But wait, you didn't touch on motor scooters!  Aren't they motorcycles?

Modern motor scooter

I think they are, but as sort of a distinct category of the bike, apparently a lot of people don't.  At least in my state, you need a special license to operate a motorcycle, but not a motor scooter.  I have no idea why that's the case, but it is.  Somehow the authorities must not regard them as being as dangerous, although I'm sure they are or at least darned near are.

The scooter is a low powered motorcycle with a unique platform. They're just made for local transportation, not "over the road", as it were.  They date back to the teens, at least, and have a long history we really don't think of much.  

Cushman, a company that specialized in low powered vehicles, introduced a scooter into the American market in 1936.  It went on to produce one, the Model 53, that was designed for use by U.S. airborne troops during World War Two, although the extent to which they were used is something that I have no idea of.  Other Cushman scooters were purchased by the Army for local use in the United States.

Behind this military bicycle, a Cushman scooter is visilbe.


Another Cushman motor scooter, this one also showing World War Two colors for the U.S. Army.
####################
*WHAT THIS EXERCISE ASKS:*
a) Name every military group or body that the motor scooter text mentions, using its own wording.
b) Go on with the motor scooter text from the end of its last caption, keeping the same casual first-person voice.
The listing that comes after this text is from a separate source.
####################
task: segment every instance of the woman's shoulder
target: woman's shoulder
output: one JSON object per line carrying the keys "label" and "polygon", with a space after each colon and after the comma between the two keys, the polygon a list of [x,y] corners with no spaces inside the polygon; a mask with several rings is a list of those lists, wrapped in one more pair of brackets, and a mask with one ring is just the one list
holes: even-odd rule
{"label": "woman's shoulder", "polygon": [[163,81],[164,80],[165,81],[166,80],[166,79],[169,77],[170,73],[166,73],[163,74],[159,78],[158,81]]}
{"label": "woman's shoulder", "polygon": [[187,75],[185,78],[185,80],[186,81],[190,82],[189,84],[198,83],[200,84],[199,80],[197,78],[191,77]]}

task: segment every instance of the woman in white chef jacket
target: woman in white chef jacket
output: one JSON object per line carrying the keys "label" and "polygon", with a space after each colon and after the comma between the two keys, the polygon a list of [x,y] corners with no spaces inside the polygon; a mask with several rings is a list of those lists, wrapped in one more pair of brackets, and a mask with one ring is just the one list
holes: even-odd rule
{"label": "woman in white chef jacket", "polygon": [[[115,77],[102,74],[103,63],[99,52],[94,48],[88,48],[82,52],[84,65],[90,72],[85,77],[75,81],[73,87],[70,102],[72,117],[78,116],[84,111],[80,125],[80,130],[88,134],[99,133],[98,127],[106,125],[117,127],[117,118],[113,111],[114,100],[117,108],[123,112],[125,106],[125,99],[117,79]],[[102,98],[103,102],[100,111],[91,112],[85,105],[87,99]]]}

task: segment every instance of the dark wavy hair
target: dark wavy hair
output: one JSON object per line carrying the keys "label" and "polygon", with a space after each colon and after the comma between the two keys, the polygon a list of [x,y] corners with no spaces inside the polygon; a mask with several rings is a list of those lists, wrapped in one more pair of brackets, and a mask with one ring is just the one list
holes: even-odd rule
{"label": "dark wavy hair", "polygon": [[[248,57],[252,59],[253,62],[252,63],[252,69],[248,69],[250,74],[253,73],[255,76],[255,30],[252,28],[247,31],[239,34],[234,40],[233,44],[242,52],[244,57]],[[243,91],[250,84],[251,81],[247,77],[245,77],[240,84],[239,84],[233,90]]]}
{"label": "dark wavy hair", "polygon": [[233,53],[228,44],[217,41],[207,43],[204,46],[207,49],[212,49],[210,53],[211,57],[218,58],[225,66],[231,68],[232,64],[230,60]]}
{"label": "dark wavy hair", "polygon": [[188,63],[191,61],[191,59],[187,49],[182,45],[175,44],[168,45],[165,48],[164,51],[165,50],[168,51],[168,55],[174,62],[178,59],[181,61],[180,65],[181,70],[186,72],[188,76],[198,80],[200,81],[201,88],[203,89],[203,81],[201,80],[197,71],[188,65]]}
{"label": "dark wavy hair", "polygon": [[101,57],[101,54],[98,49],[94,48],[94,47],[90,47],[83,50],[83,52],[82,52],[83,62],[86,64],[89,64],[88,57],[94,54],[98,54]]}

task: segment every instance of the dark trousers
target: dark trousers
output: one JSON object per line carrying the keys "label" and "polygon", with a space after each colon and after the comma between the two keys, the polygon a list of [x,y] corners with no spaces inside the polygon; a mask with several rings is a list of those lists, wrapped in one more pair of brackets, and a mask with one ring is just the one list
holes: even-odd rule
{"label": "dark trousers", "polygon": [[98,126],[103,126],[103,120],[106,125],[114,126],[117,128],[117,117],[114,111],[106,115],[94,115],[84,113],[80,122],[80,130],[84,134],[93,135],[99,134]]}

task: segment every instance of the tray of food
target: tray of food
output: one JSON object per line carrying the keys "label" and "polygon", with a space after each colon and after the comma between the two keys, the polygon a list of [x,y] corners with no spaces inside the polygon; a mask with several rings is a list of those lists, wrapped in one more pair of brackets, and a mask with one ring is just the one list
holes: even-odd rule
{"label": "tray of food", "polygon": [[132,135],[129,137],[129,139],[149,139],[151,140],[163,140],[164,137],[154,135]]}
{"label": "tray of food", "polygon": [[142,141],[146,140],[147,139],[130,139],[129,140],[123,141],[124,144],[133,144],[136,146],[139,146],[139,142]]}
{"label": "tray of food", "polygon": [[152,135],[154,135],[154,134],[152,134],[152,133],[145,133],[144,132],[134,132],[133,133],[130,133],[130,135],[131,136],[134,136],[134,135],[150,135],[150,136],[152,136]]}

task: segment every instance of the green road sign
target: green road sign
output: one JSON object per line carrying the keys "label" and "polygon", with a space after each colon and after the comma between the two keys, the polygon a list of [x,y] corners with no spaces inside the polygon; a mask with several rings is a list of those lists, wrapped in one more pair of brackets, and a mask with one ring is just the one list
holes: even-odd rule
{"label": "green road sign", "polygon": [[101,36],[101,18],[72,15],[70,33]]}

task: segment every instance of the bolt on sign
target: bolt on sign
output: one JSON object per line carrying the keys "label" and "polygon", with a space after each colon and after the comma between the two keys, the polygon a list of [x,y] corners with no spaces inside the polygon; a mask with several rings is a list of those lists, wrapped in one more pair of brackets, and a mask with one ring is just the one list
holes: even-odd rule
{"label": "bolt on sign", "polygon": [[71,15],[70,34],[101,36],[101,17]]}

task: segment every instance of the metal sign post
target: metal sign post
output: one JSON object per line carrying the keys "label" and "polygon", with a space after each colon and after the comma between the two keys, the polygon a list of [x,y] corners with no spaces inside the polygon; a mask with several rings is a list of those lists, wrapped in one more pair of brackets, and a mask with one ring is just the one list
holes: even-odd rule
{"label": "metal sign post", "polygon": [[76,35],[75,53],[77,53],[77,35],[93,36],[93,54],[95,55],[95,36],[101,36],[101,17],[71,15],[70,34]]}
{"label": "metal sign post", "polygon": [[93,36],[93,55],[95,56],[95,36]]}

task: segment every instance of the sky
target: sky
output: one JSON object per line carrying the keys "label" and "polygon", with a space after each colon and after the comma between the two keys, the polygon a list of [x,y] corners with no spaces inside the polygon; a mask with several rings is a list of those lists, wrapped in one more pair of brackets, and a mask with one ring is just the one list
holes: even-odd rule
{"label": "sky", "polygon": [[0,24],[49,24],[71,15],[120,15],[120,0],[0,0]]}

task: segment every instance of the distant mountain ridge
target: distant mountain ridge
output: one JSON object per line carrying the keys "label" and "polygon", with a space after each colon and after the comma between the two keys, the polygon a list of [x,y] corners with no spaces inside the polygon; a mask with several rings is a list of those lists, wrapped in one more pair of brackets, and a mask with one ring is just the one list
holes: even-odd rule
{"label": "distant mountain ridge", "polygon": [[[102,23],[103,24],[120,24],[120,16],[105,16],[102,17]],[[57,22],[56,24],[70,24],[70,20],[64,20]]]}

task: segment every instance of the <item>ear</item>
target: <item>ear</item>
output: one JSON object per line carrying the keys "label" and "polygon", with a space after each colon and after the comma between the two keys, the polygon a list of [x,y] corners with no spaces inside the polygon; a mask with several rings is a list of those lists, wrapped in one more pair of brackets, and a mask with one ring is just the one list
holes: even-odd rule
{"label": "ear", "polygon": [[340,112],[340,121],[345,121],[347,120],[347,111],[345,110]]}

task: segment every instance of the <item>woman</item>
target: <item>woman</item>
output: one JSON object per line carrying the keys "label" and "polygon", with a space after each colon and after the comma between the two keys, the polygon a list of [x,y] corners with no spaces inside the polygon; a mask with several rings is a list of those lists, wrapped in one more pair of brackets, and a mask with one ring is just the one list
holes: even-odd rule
####################
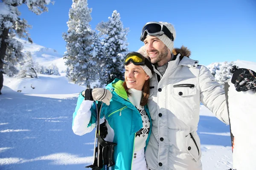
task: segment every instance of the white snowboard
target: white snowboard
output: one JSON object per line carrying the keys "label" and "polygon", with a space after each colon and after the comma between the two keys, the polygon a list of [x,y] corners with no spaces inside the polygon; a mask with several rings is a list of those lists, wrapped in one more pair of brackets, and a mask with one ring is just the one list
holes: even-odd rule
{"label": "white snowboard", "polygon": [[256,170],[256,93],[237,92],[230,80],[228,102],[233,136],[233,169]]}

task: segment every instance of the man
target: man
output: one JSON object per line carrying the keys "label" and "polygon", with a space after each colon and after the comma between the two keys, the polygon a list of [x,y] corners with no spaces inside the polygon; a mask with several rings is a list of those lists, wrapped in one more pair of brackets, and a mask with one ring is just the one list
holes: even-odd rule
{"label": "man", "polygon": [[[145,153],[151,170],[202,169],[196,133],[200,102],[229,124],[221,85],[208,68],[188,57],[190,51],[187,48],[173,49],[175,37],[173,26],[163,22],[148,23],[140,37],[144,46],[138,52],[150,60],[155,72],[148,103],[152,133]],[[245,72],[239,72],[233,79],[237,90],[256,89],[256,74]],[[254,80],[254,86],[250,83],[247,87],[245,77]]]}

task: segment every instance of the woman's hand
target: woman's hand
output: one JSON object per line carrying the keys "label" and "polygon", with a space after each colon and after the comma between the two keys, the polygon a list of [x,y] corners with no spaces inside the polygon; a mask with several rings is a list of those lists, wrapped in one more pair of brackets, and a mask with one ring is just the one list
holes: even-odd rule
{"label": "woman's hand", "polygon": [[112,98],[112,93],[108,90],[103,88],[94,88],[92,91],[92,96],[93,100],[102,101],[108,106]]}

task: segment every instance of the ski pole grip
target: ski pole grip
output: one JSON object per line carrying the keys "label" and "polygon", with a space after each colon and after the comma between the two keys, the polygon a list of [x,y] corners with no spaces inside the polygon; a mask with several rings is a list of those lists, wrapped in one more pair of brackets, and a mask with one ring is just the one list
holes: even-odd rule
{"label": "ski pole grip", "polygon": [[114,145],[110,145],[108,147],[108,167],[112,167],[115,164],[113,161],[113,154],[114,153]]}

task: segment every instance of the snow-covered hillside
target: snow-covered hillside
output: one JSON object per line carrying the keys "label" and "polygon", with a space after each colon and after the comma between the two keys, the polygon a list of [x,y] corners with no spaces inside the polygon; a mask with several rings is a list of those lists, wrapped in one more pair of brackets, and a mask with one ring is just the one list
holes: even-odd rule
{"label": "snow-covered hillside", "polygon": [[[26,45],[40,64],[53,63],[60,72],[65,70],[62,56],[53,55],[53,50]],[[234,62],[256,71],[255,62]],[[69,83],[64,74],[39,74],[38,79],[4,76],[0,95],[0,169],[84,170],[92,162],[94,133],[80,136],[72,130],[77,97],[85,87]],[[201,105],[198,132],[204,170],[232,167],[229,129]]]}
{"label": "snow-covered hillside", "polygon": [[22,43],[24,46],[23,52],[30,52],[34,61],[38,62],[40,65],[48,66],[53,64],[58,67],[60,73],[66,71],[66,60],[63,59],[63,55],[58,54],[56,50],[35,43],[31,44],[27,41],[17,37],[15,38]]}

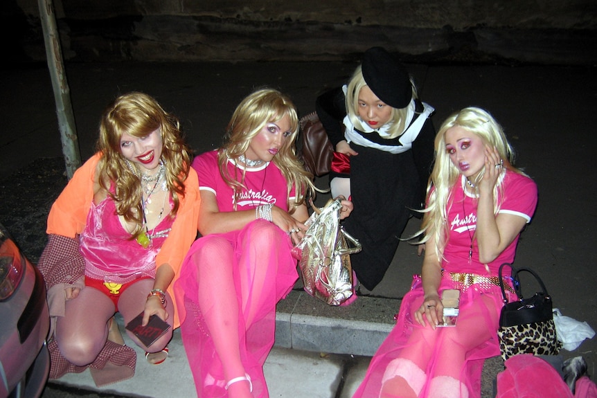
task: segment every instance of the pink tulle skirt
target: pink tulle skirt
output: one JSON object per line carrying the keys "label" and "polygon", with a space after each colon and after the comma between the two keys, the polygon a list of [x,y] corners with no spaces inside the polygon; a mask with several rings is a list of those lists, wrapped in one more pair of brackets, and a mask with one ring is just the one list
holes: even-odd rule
####################
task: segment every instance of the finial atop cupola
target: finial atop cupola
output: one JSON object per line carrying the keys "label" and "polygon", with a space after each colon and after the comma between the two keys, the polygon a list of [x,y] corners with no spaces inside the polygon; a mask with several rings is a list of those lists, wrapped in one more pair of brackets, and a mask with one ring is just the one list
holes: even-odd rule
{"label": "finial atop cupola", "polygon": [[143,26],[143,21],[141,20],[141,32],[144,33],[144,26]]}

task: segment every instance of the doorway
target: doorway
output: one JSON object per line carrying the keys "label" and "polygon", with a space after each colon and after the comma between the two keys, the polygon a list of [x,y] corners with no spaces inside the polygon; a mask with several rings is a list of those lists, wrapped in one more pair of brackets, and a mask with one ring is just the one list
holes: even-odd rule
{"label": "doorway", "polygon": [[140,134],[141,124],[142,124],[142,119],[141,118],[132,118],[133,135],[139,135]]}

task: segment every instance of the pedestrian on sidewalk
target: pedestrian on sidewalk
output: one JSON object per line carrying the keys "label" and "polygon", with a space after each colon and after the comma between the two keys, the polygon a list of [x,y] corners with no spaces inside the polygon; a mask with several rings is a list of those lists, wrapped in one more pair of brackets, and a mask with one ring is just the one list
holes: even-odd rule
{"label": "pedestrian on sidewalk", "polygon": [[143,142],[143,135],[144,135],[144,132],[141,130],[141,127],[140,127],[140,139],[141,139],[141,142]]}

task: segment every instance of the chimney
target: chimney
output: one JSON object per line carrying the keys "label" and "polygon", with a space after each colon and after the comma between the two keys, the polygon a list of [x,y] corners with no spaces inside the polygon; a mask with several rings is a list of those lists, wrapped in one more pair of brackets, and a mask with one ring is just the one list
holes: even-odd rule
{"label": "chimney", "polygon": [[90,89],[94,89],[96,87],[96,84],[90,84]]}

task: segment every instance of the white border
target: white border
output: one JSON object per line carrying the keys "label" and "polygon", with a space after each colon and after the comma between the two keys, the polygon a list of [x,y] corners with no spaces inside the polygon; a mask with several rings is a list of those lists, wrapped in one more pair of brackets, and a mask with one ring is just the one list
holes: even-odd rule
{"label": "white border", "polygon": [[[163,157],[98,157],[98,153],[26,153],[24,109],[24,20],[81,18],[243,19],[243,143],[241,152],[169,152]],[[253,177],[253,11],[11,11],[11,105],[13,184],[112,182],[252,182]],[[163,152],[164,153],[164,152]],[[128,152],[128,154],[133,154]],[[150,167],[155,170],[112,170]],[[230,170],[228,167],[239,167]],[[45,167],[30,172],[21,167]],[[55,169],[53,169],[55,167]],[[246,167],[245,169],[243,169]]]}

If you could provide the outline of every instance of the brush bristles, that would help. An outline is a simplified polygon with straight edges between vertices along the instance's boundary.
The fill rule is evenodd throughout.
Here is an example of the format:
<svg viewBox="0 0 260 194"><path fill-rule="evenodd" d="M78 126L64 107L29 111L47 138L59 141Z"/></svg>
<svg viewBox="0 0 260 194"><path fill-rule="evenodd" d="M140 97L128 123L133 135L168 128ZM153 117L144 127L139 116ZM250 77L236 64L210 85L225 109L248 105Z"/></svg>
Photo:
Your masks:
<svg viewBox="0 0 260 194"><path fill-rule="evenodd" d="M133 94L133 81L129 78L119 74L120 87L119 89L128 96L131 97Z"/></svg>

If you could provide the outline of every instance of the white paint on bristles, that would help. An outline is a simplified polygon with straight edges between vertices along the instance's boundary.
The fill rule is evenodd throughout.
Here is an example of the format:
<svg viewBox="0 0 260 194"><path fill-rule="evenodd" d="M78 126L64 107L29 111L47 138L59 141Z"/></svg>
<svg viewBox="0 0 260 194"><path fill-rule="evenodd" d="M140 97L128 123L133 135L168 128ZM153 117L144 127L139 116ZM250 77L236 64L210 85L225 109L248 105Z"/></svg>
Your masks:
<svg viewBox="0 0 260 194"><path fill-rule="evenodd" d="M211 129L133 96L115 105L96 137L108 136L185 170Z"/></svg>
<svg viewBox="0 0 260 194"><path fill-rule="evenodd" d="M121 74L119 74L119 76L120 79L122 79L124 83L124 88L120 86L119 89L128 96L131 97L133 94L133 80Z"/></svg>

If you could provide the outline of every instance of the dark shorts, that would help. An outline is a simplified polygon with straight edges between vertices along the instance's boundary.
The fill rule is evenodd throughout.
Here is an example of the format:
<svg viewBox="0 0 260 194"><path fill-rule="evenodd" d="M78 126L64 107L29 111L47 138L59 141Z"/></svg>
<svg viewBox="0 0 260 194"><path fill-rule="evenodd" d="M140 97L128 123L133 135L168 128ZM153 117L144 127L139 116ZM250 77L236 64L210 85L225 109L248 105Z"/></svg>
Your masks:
####################
*ANSWERS IN ORDER:*
a)
U.S. airborne troops
the Army
the U.S. Army

b)
It was really after World War Two, however, when we start to really think of scooters.  This is partially due, at least, to the introduction of the Vespa after World War Two. Somehow, a major reconsideration of the Italian culture in the US occurred in the 1950s, and the Italians went from being considered backwards and destitute to being the coolest thing ever.  This must have been a very odd experience for Italians, who went from being treated as cowardly peasants to the global standard setters for style in less than a generation, and who found that they were suddenly admired on everything, and this included their vehicles.  Vespas, a light scooter, were regarded as very cool.

Not too surprisingly, the Vespa craze died off, but it's revived in recent years and the popularity of scooters with it.  Now, once again, scooters are very common.  A while back on  a trip to Denver they were literally everywhere, although I'd personally live in fear of driving one in that big city.

While mentioning scooters, I probably ought to conclude with the other species in this genus, and there are  few.  Minibikes are one. These are simply miniature motorcycles that were designed for children.  These tiny motorcycles were hugely popular in the 1970s, but they've passed by the wayside now, and even though they still exist, they aren't as common as they once were, and I'm glad. They always struck me as really dangerous.

"Trikes", motorized three wheeled vehicles are also closely associated with motorcycles, probably because they were often originally built from one.  They're offered commercially now and you see variants of them around.  They're a vehicle I know very little about, other than that they've been around for quite awhile and are popular to some degree with those to whom motorcycles appeal, but who don't want a two wheeled vehicle.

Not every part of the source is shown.